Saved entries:
[Start of section]

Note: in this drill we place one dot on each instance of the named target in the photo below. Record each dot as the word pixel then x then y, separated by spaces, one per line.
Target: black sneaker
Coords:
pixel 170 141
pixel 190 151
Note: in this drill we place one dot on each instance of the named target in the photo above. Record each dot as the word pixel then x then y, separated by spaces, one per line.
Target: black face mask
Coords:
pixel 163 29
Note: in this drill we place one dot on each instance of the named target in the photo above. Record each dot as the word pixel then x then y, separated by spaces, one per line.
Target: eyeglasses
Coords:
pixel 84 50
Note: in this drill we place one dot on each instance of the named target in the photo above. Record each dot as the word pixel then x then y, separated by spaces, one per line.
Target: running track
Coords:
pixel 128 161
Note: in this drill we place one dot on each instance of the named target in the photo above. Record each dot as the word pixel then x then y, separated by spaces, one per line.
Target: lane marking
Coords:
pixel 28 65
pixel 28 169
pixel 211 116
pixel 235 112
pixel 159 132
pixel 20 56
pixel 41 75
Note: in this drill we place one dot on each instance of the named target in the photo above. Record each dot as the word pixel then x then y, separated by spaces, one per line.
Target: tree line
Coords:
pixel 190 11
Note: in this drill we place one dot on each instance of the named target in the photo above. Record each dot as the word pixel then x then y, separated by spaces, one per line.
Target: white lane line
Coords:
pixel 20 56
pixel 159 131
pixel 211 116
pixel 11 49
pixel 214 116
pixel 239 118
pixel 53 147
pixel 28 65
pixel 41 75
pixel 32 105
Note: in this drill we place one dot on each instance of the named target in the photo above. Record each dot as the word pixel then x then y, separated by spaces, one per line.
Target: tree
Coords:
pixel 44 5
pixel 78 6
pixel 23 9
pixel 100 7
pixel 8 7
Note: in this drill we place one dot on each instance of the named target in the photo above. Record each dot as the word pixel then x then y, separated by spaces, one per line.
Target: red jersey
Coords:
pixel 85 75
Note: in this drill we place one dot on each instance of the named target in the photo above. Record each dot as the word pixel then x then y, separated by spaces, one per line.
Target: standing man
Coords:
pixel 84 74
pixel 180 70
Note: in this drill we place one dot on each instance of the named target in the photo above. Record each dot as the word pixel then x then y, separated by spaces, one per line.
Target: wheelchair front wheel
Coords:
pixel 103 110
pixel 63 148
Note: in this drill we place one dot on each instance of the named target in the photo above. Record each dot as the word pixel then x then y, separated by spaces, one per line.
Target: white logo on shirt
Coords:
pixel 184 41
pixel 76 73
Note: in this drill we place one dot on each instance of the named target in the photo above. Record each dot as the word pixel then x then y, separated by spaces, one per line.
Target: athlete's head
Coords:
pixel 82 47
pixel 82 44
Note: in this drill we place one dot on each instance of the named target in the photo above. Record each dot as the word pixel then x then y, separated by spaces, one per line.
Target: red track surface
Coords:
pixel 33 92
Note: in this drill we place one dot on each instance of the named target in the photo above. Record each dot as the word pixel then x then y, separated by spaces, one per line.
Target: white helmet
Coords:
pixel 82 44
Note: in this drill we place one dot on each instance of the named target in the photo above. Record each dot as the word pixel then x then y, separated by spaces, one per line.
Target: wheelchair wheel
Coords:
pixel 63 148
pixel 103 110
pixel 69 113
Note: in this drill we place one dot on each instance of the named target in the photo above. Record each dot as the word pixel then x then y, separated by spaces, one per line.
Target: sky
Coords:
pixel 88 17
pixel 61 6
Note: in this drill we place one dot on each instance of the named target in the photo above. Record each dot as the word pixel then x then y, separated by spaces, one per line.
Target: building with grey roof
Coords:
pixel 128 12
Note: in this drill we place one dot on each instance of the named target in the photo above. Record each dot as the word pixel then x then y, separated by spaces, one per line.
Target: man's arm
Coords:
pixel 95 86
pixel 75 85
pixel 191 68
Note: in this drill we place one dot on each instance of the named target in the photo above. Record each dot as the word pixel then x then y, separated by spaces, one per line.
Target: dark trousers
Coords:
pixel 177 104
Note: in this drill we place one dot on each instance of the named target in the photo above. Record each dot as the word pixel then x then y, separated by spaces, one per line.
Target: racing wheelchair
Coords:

[End of section]

= Your goal =
The expected answer is a number and nothing else: how many lines above include the word "wheelchair".

= Result of this exercise =
3